> **Task prompt**:
Check every line of the data below for "partially". Copy each one that has it.

> **Records shown**:
☆ ☆ ☆ ☆

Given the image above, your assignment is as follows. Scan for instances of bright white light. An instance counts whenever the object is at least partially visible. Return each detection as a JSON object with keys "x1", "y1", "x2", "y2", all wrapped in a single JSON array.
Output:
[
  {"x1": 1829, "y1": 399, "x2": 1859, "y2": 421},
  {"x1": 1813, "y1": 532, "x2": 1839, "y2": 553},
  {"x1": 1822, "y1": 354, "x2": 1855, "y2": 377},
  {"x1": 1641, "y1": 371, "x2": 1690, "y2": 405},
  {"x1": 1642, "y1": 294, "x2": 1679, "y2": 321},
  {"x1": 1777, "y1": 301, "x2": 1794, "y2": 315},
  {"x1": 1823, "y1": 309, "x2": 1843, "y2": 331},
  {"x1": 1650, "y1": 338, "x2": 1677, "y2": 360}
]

☆ ☆ ☆ ☆

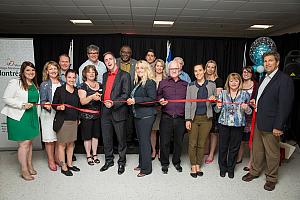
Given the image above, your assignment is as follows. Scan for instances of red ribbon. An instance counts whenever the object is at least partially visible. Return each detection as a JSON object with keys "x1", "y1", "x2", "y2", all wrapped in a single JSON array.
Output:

☆ ☆ ☆ ☆

> **Written answer**:
Given the image above, your assignment is as follows. Scan for instances of bright white light. An instance counts whenever the object is at least partially visible. Return each detection as a JSON object with keys "x1", "y1", "x2", "y2", all wrapped in a single JSON array.
Given the image above, your assignment is as follows. Scan for instances of red ribbon. An instance counts whenever the object is at least partially visible. Return each detection as a JSON object with keys "x1", "y1", "x2", "y2", all wrapped in a single JSON array.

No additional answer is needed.